> [Work to do]
Copy out, word for word, the stretch of the records from the line containing "Teacher note: indicate the man's ear" through the end of the records, and nothing else.

> [Data records]
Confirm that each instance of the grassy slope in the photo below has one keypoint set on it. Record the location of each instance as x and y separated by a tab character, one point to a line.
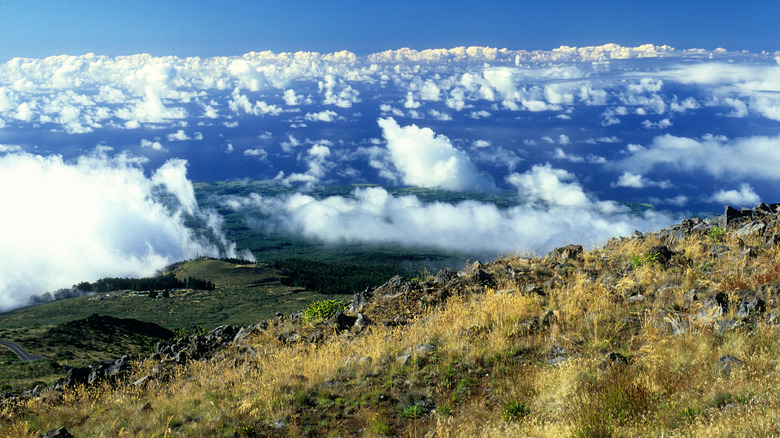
489	374
244	295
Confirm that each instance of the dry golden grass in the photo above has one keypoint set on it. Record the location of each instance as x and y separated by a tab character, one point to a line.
489	374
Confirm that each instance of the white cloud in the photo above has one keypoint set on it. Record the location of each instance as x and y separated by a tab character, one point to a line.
258	153
752	157
149	110
322	116
743	197
575	158
179	135
425	159
661	124
115	224
155	145
438	115
316	159
372	215
550	186
635	181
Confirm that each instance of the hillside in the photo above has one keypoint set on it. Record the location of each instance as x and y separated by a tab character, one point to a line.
670	333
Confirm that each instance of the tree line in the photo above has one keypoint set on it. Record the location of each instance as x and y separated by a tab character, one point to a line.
147	284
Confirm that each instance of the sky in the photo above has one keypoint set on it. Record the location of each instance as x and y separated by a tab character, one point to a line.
577	112
37	28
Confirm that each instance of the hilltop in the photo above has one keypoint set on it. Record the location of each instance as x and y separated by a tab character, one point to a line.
666	333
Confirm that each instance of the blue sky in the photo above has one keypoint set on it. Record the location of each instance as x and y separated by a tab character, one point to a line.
116	138
38	28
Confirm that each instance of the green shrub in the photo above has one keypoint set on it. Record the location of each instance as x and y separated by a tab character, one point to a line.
645	259
515	410
716	234
322	310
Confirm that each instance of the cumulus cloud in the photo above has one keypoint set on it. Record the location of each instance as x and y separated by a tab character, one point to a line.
98	216
372	215
155	145
425	159
743	197
179	135
752	157
322	116
550	186
316	159
635	181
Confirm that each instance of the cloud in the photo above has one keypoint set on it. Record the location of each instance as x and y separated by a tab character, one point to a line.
628	179
372	215
258	153
425	159
95	217
322	116
575	158
748	157
316	159
550	186
155	145
178	136
745	196
149	110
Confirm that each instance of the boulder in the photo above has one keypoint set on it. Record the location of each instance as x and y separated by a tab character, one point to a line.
60	432
564	253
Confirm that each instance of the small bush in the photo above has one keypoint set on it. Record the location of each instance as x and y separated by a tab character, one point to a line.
322	310
515	410
645	259
717	234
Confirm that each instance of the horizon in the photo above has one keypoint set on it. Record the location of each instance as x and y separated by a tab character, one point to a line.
622	109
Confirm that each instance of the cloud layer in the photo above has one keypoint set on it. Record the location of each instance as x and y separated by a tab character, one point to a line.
67	222
570	132
372	215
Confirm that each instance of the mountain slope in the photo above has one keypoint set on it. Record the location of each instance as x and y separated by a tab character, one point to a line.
671	333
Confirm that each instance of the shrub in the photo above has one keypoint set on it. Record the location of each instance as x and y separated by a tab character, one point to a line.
515	410
645	259
322	310
716	234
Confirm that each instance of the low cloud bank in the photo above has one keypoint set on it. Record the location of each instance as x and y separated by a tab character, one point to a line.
372	215
66	222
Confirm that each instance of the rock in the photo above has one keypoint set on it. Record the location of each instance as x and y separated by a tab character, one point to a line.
316	337
341	321
557	355
749	306
358	360
557	360
731	214
77	376
717	250
662	254
477	330
60	432
483	278
360	323
359	300
548	319
614	359
728	363
751	229
425	349
140	383
444	276
750	252
564	253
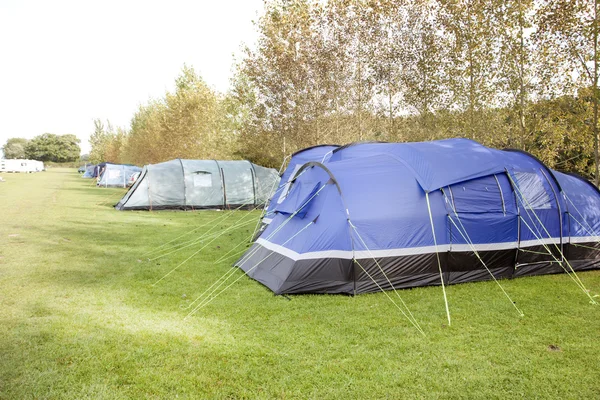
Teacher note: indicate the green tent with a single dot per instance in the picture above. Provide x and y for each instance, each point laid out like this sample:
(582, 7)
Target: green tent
(197, 184)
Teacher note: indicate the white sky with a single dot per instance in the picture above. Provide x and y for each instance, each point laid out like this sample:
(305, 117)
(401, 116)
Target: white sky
(64, 63)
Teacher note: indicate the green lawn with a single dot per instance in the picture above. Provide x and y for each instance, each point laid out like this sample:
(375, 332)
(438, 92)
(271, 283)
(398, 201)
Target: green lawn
(79, 318)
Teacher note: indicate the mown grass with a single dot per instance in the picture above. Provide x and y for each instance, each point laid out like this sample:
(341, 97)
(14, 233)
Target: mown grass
(79, 318)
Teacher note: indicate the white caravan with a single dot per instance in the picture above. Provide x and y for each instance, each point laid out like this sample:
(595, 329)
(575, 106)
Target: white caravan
(21, 166)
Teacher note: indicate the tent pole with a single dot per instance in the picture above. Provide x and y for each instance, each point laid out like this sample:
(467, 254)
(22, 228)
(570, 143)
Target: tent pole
(437, 254)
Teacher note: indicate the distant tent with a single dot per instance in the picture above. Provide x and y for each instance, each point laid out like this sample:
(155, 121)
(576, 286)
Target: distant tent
(193, 184)
(116, 175)
(89, 171)
(377, 216)
(20, 165)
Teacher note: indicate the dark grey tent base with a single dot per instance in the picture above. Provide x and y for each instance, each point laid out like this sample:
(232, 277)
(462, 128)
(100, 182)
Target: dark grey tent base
(333, 275)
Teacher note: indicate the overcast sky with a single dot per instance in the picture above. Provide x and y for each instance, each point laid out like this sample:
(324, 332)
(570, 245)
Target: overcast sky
(64, 63)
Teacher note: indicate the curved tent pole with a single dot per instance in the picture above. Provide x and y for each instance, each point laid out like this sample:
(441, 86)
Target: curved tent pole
(437, 254)
(560, 218)
(254, 181)
(184, 185)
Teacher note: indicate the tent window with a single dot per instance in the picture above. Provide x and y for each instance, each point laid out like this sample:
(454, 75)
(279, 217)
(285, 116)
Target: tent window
(532, 189)
(286, 188)
(202, 179)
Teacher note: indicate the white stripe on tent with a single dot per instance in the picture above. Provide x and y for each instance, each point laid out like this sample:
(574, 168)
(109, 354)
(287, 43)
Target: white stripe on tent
(411, 251)
(584, 239)
(365, 254)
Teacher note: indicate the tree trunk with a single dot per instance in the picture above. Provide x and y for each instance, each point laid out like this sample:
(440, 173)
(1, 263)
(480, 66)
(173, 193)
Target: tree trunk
(521, 80)
(595, 87)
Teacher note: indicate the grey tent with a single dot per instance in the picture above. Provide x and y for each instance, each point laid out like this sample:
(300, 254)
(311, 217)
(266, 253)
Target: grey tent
(196, 184)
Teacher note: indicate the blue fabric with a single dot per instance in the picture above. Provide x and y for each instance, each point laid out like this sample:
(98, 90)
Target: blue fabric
(583, 205)
(381, 188)
(89, 171)
(296, 161)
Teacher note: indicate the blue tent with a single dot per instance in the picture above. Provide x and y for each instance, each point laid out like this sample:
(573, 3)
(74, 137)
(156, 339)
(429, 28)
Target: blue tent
(376, 216)
(115, 175)
(89, 171)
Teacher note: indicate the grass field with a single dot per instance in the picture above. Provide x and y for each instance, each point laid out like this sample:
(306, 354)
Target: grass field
(79, 318)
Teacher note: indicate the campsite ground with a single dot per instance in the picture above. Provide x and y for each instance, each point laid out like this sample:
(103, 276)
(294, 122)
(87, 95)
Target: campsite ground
(79, 318)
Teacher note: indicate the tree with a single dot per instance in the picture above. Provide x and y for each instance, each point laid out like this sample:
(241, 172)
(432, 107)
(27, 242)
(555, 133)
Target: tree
(568, 36)
(15, 148)
(51, 147)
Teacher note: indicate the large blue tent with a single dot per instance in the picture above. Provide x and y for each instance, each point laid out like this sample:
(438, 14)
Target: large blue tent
(377, 216)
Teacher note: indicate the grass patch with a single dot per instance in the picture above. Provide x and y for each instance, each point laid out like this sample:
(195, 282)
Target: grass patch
(79, 318)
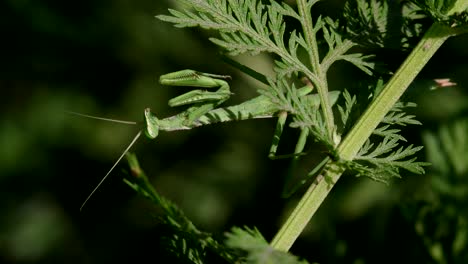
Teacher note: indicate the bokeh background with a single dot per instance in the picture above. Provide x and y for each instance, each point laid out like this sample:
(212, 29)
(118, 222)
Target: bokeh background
(103, 58)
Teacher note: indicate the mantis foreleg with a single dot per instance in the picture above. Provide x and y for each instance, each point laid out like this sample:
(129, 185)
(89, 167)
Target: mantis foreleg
(203, 101)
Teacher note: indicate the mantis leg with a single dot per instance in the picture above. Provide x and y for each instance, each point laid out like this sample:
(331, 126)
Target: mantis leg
(204, 101)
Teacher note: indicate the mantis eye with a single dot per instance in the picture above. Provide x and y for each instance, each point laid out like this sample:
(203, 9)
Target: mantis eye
(152, 124)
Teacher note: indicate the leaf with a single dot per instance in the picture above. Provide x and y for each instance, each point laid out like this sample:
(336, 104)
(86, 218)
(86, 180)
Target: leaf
(257, 248)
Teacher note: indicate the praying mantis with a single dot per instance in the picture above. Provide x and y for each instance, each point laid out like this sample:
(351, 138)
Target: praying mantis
(204, 110)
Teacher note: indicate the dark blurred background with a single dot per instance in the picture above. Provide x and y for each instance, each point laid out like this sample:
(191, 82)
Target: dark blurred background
(103, 58)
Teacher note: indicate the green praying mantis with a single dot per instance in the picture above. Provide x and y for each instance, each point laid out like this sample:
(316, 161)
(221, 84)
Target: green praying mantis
(204, 110)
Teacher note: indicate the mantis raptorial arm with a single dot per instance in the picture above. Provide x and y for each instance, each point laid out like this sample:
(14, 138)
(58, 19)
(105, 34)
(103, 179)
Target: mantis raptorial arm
(203, 110)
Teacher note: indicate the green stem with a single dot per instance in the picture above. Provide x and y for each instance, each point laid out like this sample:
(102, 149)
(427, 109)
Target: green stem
(318, 191)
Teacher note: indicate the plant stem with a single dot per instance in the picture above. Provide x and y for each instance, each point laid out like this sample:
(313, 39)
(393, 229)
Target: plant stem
(318, 191)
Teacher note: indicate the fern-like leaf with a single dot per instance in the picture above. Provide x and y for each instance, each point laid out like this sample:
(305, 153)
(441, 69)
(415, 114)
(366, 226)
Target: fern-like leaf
(257, 249)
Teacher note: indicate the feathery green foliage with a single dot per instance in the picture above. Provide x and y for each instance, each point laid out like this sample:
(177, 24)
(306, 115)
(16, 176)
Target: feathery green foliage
(257, 249)
(369, 145)
(184, 239)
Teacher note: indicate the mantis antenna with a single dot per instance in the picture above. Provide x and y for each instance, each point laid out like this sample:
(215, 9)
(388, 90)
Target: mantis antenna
(103, 119)
(121, 156)
(108, 173)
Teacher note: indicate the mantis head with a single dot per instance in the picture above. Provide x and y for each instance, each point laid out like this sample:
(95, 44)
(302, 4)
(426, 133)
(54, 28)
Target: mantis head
(152, 124)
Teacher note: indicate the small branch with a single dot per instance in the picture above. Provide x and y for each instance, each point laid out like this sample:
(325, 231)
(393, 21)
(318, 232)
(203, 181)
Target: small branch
(318, 191)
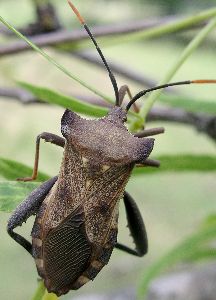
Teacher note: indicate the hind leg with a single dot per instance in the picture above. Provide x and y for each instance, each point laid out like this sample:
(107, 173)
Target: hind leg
(136, 227)
(27, 208)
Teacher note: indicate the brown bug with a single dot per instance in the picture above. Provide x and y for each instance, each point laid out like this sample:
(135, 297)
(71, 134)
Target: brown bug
(76, 223)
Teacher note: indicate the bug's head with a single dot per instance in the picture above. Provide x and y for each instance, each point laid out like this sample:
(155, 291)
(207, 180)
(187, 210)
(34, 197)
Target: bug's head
(106, 139)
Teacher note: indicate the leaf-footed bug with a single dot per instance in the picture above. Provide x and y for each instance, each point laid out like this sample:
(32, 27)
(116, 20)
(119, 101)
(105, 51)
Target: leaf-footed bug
(76, 223)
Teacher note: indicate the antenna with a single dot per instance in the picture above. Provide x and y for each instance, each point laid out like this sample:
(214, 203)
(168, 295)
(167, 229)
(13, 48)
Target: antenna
(112, 78)
(142, 93)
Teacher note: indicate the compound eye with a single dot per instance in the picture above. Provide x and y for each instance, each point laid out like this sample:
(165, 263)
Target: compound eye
(67, 121)
(145, 149)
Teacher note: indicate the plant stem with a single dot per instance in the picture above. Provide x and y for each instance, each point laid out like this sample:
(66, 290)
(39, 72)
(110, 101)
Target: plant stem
(157, 31)
(40, 291)
(191, 47)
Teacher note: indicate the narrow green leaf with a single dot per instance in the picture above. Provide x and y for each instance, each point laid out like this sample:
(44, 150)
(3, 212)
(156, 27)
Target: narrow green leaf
(176, 255)
(54, 62)
(189, 104)
(181, 163)
(188, 50)
(14, 192)
(72, 103)
(202, 253)
(11, 170)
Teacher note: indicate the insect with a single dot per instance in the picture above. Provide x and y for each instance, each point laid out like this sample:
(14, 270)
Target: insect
(76, 222)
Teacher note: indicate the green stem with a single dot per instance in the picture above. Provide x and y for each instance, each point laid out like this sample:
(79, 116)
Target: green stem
(152, 32)
(40, 291)
(54, 62)
(149, 102)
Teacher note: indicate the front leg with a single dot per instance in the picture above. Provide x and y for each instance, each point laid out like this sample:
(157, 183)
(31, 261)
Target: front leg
(27, 208)
(48, 137)
(136, 227)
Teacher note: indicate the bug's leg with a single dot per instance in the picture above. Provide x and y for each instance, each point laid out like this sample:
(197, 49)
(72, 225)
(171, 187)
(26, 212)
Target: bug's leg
(149, 132)
(136, 227)
(122, 92)
(27, 208)
(48, 137)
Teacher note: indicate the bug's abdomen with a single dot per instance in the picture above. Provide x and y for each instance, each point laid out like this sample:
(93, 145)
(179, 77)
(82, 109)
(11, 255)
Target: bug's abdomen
(65, 254)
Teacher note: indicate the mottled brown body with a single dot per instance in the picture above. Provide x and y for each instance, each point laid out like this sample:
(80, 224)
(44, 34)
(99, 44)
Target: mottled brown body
(80, 213)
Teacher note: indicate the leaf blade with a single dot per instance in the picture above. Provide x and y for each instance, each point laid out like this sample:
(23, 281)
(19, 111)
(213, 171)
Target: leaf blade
(13, 192)
(181, 163)
(179, 253)
(189, 104)
(72, 103)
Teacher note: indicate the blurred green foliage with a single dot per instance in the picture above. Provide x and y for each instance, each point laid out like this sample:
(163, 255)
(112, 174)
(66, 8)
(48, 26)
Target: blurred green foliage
(172, 203)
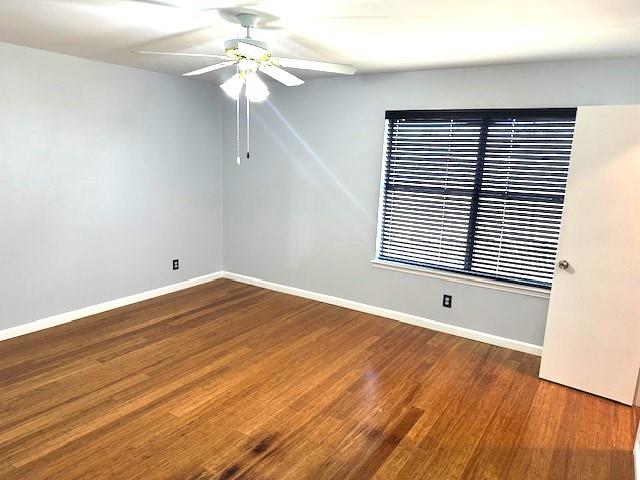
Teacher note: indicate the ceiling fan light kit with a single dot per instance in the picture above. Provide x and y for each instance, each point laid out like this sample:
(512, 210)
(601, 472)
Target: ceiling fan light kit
(251, 56)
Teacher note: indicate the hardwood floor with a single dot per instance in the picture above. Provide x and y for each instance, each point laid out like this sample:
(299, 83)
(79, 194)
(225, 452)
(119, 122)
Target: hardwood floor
(228, 381)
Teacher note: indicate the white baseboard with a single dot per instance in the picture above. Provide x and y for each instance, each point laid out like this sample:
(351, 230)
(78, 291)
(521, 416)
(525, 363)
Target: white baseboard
(320, 297)
(392, 314)
(103, 307)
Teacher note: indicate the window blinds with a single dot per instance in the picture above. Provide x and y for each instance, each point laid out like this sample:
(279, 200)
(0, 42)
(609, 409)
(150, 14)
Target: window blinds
(477, 192)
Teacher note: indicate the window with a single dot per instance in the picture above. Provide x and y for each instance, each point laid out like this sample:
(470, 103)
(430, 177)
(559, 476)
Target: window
(477, 192)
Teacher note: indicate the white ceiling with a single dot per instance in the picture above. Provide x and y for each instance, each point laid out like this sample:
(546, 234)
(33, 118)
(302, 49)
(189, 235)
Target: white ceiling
(373, 35)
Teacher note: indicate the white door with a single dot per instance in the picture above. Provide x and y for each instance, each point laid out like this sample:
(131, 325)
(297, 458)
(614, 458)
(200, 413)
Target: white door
(592, 338)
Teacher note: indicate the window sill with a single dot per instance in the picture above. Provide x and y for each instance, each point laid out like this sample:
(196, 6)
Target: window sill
(465, 279)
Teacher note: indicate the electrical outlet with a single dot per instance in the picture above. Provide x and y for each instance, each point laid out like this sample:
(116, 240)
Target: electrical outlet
(446, 301)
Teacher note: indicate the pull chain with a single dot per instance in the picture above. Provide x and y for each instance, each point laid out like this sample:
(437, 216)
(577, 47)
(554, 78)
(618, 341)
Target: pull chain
(247, 128)
(238, 130)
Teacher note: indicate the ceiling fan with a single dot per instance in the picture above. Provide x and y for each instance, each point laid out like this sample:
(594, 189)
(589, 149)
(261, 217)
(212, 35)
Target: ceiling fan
(251, 56)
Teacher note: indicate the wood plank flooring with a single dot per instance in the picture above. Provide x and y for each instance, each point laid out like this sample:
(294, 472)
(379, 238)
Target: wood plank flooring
(228, 381)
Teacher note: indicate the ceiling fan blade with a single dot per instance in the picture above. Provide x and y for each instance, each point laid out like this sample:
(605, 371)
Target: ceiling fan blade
(282, 76)
(313, 65)
(210, 68)
(210, 55)
(251, 51)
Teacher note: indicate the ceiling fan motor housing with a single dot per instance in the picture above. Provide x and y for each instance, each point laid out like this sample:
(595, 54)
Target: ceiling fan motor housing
(231, 46)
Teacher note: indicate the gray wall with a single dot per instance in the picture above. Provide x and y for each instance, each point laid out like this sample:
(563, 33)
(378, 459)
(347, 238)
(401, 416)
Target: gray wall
(107, 173)
(302, 212)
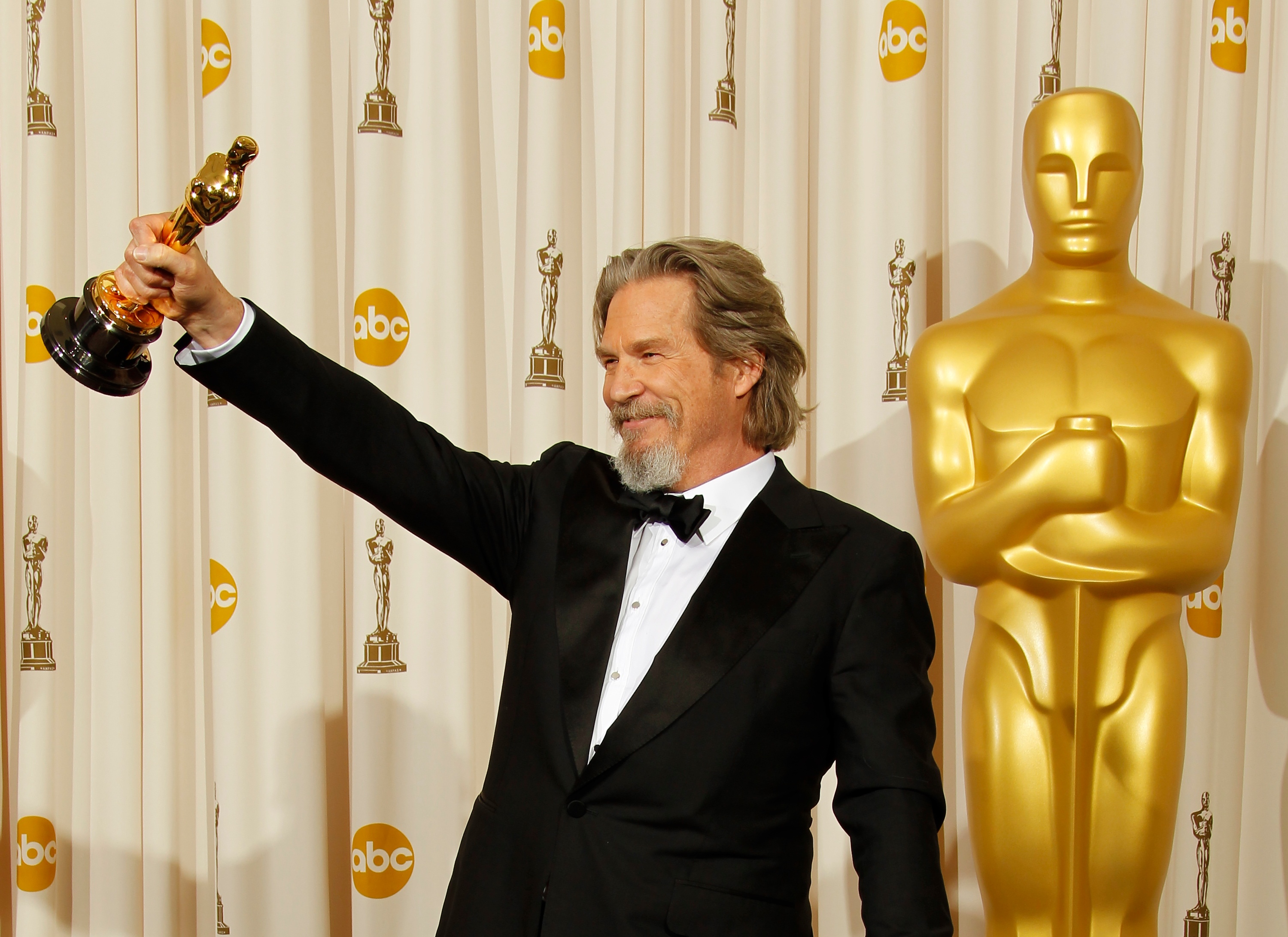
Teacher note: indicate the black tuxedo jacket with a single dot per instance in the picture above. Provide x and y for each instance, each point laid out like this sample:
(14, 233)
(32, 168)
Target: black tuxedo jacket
(807, 644)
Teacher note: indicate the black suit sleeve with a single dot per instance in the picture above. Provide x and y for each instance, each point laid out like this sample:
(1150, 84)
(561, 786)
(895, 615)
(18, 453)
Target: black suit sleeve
(889, 794)
(471, 507)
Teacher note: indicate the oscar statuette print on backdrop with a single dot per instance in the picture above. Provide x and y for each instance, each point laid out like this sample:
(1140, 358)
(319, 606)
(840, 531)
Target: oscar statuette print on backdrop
(380, 107)
(40, 110)
(380, 649)
(727, 102)
(1078, 447)
(902, 271)
(547, 360)
(38, 645)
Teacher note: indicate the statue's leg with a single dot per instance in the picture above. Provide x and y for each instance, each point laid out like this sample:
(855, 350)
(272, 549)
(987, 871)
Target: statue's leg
(1014, 748)
(1136, 771)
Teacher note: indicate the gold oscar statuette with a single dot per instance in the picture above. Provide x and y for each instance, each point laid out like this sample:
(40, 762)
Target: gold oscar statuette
(102, 338)
(1077, 455)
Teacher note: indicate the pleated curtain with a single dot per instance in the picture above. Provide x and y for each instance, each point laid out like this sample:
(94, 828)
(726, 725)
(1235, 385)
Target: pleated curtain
(438, 187)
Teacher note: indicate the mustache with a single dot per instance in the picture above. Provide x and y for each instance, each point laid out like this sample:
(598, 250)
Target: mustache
(639, 410)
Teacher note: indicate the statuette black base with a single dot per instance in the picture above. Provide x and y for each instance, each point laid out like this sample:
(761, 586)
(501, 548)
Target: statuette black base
(94, 348)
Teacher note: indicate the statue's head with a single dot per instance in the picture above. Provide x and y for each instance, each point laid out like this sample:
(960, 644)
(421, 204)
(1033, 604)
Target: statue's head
(243, 151)
(1082, 176)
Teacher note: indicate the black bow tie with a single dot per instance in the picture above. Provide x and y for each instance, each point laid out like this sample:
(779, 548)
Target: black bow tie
(683, 515)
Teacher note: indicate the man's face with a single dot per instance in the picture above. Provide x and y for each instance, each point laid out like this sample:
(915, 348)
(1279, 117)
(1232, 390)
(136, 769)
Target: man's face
(661, 386)
(1082, 176)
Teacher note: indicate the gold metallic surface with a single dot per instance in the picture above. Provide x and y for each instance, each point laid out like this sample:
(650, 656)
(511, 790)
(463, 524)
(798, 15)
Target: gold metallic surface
(212, 195)
(1077, 447)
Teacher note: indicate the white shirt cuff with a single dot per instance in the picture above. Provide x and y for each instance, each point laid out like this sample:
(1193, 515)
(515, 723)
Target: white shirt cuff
(196, 355)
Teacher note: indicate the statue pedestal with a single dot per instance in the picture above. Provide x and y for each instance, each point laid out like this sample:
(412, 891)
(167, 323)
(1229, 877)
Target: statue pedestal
(724, 103)
(38, 651)
(1049, 82)
(897, 380)
(380, 114)
(40, 116)
(545, 368)
(380, 655)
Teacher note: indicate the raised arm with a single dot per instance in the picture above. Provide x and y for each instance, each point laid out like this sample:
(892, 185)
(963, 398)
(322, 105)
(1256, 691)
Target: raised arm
(471, 507)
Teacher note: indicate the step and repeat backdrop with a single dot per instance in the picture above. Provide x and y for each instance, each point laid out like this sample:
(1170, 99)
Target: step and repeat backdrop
(239, 700)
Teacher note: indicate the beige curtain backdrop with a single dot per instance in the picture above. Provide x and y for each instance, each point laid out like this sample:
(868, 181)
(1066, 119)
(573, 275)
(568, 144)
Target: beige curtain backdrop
(438, 187)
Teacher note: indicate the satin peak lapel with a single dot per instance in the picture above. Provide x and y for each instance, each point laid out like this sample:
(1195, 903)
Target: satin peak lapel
(754, 582)
(594, 546)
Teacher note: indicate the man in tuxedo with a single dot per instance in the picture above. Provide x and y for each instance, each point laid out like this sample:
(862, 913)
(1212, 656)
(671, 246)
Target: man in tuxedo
(696, 636)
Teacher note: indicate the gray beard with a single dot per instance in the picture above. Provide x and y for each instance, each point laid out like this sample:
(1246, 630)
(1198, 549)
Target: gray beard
(657, 468)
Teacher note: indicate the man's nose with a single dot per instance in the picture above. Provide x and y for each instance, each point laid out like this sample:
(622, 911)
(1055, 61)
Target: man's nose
(1082, 183)
(623, 383)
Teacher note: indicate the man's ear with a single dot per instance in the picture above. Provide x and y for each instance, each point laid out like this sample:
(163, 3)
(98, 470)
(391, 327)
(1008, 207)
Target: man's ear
(747, 373)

> [Output below]
Teacher note: indicate the man's ear with a single dot per instance in the picture above. Provide x and y for each instance, each point laid out like this sample:
(163, 3)
(98, 470)
(391, 327)
(1008, 207)
Target: man's ear
(747, 373)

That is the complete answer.